══ Geëxtraheerde tekst

Door de Staat is verder aangevoerd dat CIMSolutions een lagere score heeft behaald omdat zij een casusvraag, waarop de aanvullend verkregen informatie geen betrekking had, niet heeft beantwoord. CIMSolutions heeft ontkend dat zij een vraag niet heeft beantwoord, maar, omdat zij de beoordeling als zodanig niet ter discussie wilde stellen, deze ontkenning niet verder onderbouwd.
5.7.
Ter terechtzitting heeft CIMSolutions er nog op gewezen dat één van haar vragen betrekking had op het warehousemanagementsysteem waarvoor in de Proeve de kandidaten werden gevraagd. Volgens CIMSolutions kon zij pas nadat zij het antwoord op die vraag had ontvangen op zoek gaan naar geschikte kandidaten. Omdat specialisten in het betreffende systeem gericht gezocht moeten worden, heeft het feit dat zij een uur korter dan een aantal andere inschrijvers kon zoeken (terwijl zij ook pas een uur later dan dezelfde groep inschrijvers kon starten met zoeken) haar benadeeld. Door de Staat en de tussenkomende partijen is evenwel terecht aangevoerd dat uit de aanbestedingsdocumenten blijkt dat gewerkt moest kunnen worden met “beproefde en bewezen technieken”. Onweersproken is dat er wereldwijd slechts drie relevante leveranciers zijn met een systeem dat aan deze kwalificatie beantwoordt. Ook de andere inschrijvers dienden derhalve de checkvraag te stellen om welk systeem het ging, maar dat heeft hen, naar zij aanvoeren, er niet van weerhouden om, voordat zekerheid was gegeven over welk systeem in de casus werd gebruikt, om voor elk van die systemen alvast kandidaten te zoeken. Nadat uit de het door de aanbestedende dienst verstrekte antwoordblad was gebleken om welk systeem het ging, kon, uitgaande van de al geselecteerde specialisten, een definitieve selectie worden gemaakt. Omdat in het Aanbestedingsdocument staat dat de kandidaten in het kader van de Proeve niet daadwerkelijk beschikbaar behoeven te zijn of op gesprek te komen, gaat het argument van CIMSolutions dat zij is benadeeld dat andere inschrijvers al een uur lang bezig waren om kandidaten exclusief aan zich te binden voordat CIMSolutions daarvoor de gelegenheid kreeg niet op. Als CIMSolutions, zoals zij op sommige momenten ter terechtzitting heeft betoogd, pas na ontvangst van de beantwoording van haar vragen, is gestart met het proces van zoeken en selecteren van specialisten, is dit een gevolg van een door haarzelf gekozen strategie, en kan de beperking die zij bij het uitvoeren daarvan heeft ondervonden niet als een gevolg van de door de Staat gekozen aanpassing van het aanbestedingsproces worden beschouwd.

════
══ Gegevensrijen

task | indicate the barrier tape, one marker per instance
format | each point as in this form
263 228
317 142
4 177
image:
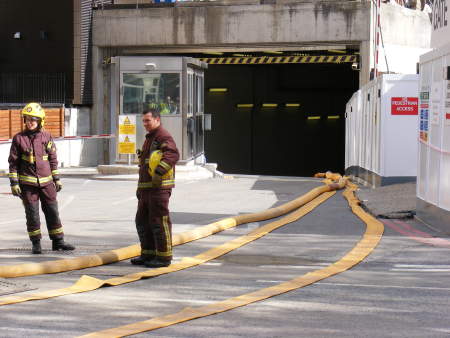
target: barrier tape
371 238
434 147
70 137
87 283
78 263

════

* **Instructies opdracht**
Geef uit de tekst over de aanbesteding woordelijk het gedeelte weer dat opent met de woorden waarin "Door de Staat is" staat en sluit met "niet verder onderbouwd.".

* **Uitwerking opdracht**
Door de Staat is verder aangevoerd dat CIMSolutions een lagere score heeft behaald omdat zij een casusvraag, waarop de aanvullend verkregen informatie geen betrekking had, niet heeft beantwoord. CIMSolutions heeft ontkend dat zij een vraag niet heeft beantwoord, maar, omdat zij de beoordeling als zodanig niet ter discussie wilde stellen, deze ontkenning niet verder onderbouwd.